From the material below, reproduce each line that contains the string "clicks", keeping only those lines.

Segment Start: Supplied records

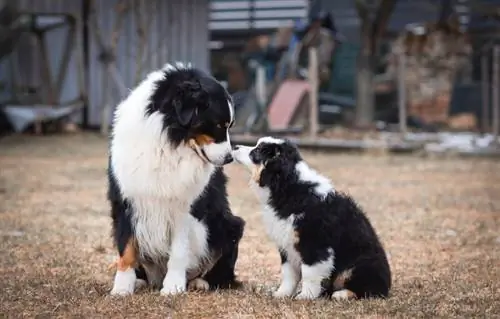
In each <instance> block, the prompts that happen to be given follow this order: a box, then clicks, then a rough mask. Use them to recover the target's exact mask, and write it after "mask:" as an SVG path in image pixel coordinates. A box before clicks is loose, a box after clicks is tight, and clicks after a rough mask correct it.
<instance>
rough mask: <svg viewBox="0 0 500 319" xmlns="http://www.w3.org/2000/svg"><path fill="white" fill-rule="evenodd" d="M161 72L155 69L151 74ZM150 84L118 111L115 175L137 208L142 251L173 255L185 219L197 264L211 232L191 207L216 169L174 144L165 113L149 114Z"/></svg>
mask: <svg viewBox="0 0 500 319" xmlns="http://www.w3.org/2000/svg"><path fill="white" fill-rule="evenodd" d="M161 76H163V75H162V74H161V73H155V72H153V73H152V74H151V75H150V77H153V78H154V77H158V78H160V77H161ZM149 83H150V80H148V81H145V82H144V83H143V84H141V85H139V87H138V88H137V89H136V90H134V91H133V92H132V93H131V95H130V96H129V98H128V99H127V100H126V101H125V102H124V103H126V104H123V105H119V106H118V109H117V111H116V113H115V125H114V128H113V132H114V133H113V137H112V142H111V154H112V168H113V173H114V175H115V177H116V180H117V182H118V185H119V187H120V190H121V192H122V196H123V198H126V199H127V200H129V201H130V203H131V205H132V206H133V212H134V213H133V216H132V219H131V220H132V226H133V227H134V234H135V236H136V240H137V243H138V246H139V253H140V254H141V255H142V256H148V257H149V258H153V259H154V258H155V257H158V258H160V257H161V258H165V257H166V256H168V255H169V253H170V249H171V239H172V231H173V230H174V229H176V228H177V223H180V222H183V223H187V226H188V227H187V229H188V231H189V246H190V251H189V252H188V253H189V255H190V260H192V261H193V262H195V260H197V259H198V257H201V256H204V255H205V254H206V251H207V247H206V237H207V230H206V227H205V226H204V225H203V224H202V223H200V222H198V221H197V220H196V219H195V218H194V217H192V216H191V215H189V211H190V208H191V205H192V203H193V201H194V200H195V199H196V198H197V197H198V196H200V194H201V193H202V191H203V189H204V188H205V186H206V185H207V183H208V181H209V179H210V176H211V174H212V173H213V172H214V167H213V165H211V164H207V163H206V162H204V161H203V160H202V159H200V157H199V156H198V155H196V153H195V152H194V151H193V150H192V149H190V148H189V147H187V146H183V145H180V146H179V147H177V148H174V147H172V146H171V144H169V143H168V141H167V138H166V132H165V131H164V130H163V122H162V115H160V114H151V115H150V116H148V117H145V115H144V114H145V110H144V107H142V106H146V105H147V104H148V98H149V96H151V90H152V87H151V85H149ZM186 218H187V219H188V220H187V221H186Z"/></svg>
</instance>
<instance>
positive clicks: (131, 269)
mask: <svg viewBox="0 0 500 319" xmlns="http://www.w3.org/2000/svg"><path fill="white" fill-rule="evenodd" d="M135 282H136V275H135V271H134V269H132V268H130V269H127V270H125V271H120V270H118V271H117V272H116V275H115V281H114V283H113V289H111V292H110V294H111V295H112V296H128V295H131V294H133V293H134V290H135Z"/></svg>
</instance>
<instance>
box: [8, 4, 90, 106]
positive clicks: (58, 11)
mask: <svg viewBox="0 0 500 319" xmlns="http://www.w3.org/2000/svg"><path fill="white" fill-rule="evenodd" d="M18 6H19V9H20V10H26V11H30V12H33V11H35V12H44V13H71V14H74V15H75V16H78V17H81V1H70V0H19V1H18ZM67 32H68V28H67V27H65V28H60V29H57V30H54V31H50V32H49V33H47V38H46V39H47V46H48V47H49V53H50V55H49V61H50V66H51V73H52V74H53V75H54V74H56V72H57V67H58V62H59V61H60V60H61V58H62V53H63V45H64V43H63V41H61V39H64V37H65V36H66V34H67ZM81 36H82V35H81V34H79V35H78V39H77V41H76V43H78V42H79V43H81V41H82V37H81ZM35 41H36V39H35V38H34V37H27V36H23V37H22V38H21V39H20V42H19V43H18V45H17V46H16V49H15V51H14V54H13V58H14V59H16V60H17V61H18V63H17V72H16V73H17V74H16V76H17V80H18V83H19V84H20V85H22V86H30V87H36V86H38V85H39V84H40V81H41V79H40V76H39V72H38V70H39V66H40V54H39V52H37V50H35V49H34V48H36V46H35ZM7 62H8V61H7V59H4V60H2V63H0V81H2V82H3V81H5V82H7V83H9V77H10V68H9V65H8V63H7ZM76 71H77V68H76V61H75V56H74V55H72V57H71V60H70V64H69V67H68V73H67V76H66V79H65V81H64V84H63V87H62V89H61V98H60V100H61V101H67V100H69V99H73V98H75V97H76V96H77V95H78V94H79V92H78V79H77V72H76ZM7 93H8V92H7ZM4 97H6V96H2V98H4Z"/></svg>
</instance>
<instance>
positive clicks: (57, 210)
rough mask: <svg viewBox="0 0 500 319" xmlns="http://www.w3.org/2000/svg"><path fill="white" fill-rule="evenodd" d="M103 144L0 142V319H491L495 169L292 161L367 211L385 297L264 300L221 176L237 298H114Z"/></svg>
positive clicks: (231, 292) (258, 256)
mask: <svg viewBox="0 0 500 319" xmlns="http://www.w3.org/2000/svg"><path fill="white" fill-rule="evenodd" d="M106 146H107V145H106V141H105V140H104V139H102V138H100V137H97V136H96V135H93V134H78V135H74V136H58V137H54V136H52V137H29V136H15V137H8V138H4V139H2V140H0V318H4V317H5V318H18V317H27V318H33V317H37V318H57V317H60V318H63V317H64V318H115V317H116V318H121V317H127V318H157V317H158V318H167V317H171V318H327V317H328V318H343V317H345V318H382V317H383V318H387V317H391V318H392V317H397V318H402V317H405V318H418V317H422V318H423V317H425V318H435V317H446V318H456V317H463V318H473V317H483V318H494V317H497V318H498V317H500V268H499V267H500V232H499V230H500V193H499V185H500V162H495V161H493V160H478V159H467V160H465V159H451V158H449V159H429V158H417V157H386V156H374V155H371V156H370V155H332V154H320V153H316V154H314V153H304V154H305V156H306V158H307V159H308V160H309V162H310V163H311V164H312V166H314V167H315V168H317V169H319V170H320V171H322V172H323V173H325V174H326V175H328V176H329V177H331V178H332V179H333V181H334V183H335V185H336V187H337V188H339V189H343V190H346V191H348V192H350V193H351V194H352V195H354V196H355V197H356V198H357V199H358V200H359V202H360V203H361V205H362V206H363V207H364V208H365V209H366V211H367V213H368V216H369V218H370V219H371V221H372V222H373V224H374V226H375V228H376V230H377V231H378V233H379V235H380V237H381V239H382V241H383V243H384V245H385V247H386V248H387V251H388V253H389V255H390V262H391V267H392V270H393V279H394V280H393V290H392V295H391V297H390V298H389V299H387V300H365V301H354V302H347V303H338V302H334V301H327V300H322V301H314V302H298V301H290V300H286V301H279V300H273V299H271V298H270V297H269V296H268V291H269V289H272V288H273V287H275V286H276V285H277V283H278V279H279V256H278V253H277V251H276V250H275V249H274V248H273V246H272V244H271V243H270V242H269V240H268V239H267V237H266V236H265V234H264V232H263V227H262V224H261V223H260V216H259V206H258V203H257V200H256V198H255V197H254V196H253V194H252V193H251V191H250V190H249V189H248V187H247V175H246V172H244V171H243V169H242V168H240V167H237V166H229V167H228V168H227V173H228V175H229V176H230V184H229V195H230V201H231V204H232V207H233V210H234V212H235V213H236V214H238V215H240V216H242V217H243V218H244V219H245V220H246V221H247V228H246V231H245V235H244V238H243V240H242V243H241V249H240V257H239V260H238V264H237V272H238V275H239V277H240V279H241V280H243V281H244V282H246V286H247V289H245V290H242V291H225V292H214V293H189V294H186V295H182V296H179V297H176V298H171V299H170V298H164V297H160V296H159V294H158V292H155V291H148V290H146V291H141V292H139V293H138V294H136V295H134V296H132V297H129V298H125V299H117V298H111V297H109V296H108V291H109V289H110V288H111V280H112V275H113V274H112V273H110V272H109V271H108V270H107V266H108V264H109V263H110V261H112V260H113V259H114V256H115V255H114V254H115V251H114V249H113V247H112V242H111V238H110V218H109V217H108V207H107V203H106V200H105V188H106V179H105V169H106V166H105V165H106V152H107V150H106Z"/></svg>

Segment End: Supplied records

■ **Response to the task**
In each <instance> block, the prompts that happen to be given follow this order: a box, then clicks, then a rough mask. Use them to recover the target's exact mask, and write it after "mask:" as an SVG path in image pixel coordinates. A box before clicks is loose, a box after clicks is tight, and clicks after a rough mask correct it.
positive clicks: (131, 269)
positive clicks: (58, 11)
positive clicks: (57, 210)
positive clicks: (231, 292) (258, 256)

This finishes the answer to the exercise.